EXTRACTED INFORMATION:
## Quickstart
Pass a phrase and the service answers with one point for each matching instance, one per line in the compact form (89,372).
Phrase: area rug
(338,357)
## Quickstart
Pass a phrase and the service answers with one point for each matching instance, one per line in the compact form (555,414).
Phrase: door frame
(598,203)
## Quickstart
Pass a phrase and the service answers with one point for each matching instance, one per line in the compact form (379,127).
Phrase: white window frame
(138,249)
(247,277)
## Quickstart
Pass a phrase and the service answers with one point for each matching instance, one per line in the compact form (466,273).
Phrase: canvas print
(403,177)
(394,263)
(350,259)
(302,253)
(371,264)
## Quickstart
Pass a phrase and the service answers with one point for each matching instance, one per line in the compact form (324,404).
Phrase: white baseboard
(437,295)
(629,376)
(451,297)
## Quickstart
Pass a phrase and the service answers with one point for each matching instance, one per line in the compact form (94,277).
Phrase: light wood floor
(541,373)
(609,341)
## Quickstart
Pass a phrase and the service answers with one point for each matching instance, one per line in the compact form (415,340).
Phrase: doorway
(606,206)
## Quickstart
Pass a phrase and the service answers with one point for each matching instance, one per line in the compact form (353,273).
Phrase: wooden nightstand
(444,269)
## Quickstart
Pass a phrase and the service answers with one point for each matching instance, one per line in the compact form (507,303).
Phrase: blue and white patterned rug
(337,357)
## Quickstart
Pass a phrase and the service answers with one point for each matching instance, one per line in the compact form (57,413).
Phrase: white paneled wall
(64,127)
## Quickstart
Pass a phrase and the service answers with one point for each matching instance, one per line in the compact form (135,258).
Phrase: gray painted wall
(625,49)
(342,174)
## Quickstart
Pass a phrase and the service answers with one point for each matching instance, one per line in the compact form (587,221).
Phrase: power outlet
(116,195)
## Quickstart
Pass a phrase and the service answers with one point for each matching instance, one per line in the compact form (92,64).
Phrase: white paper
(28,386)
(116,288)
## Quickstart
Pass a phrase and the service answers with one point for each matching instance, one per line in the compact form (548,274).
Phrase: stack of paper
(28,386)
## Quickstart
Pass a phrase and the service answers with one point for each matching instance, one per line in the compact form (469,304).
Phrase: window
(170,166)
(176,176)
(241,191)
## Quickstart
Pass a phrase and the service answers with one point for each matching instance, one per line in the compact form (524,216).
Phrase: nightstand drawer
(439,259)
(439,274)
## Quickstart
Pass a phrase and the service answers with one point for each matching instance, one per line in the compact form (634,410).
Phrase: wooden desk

TASK OBJECTIVE: Please show every line of the data above that contains the string "frame", matching case exactly.

EXERCISE ANSWER:
Phrase: door frame
Phrase: white window frame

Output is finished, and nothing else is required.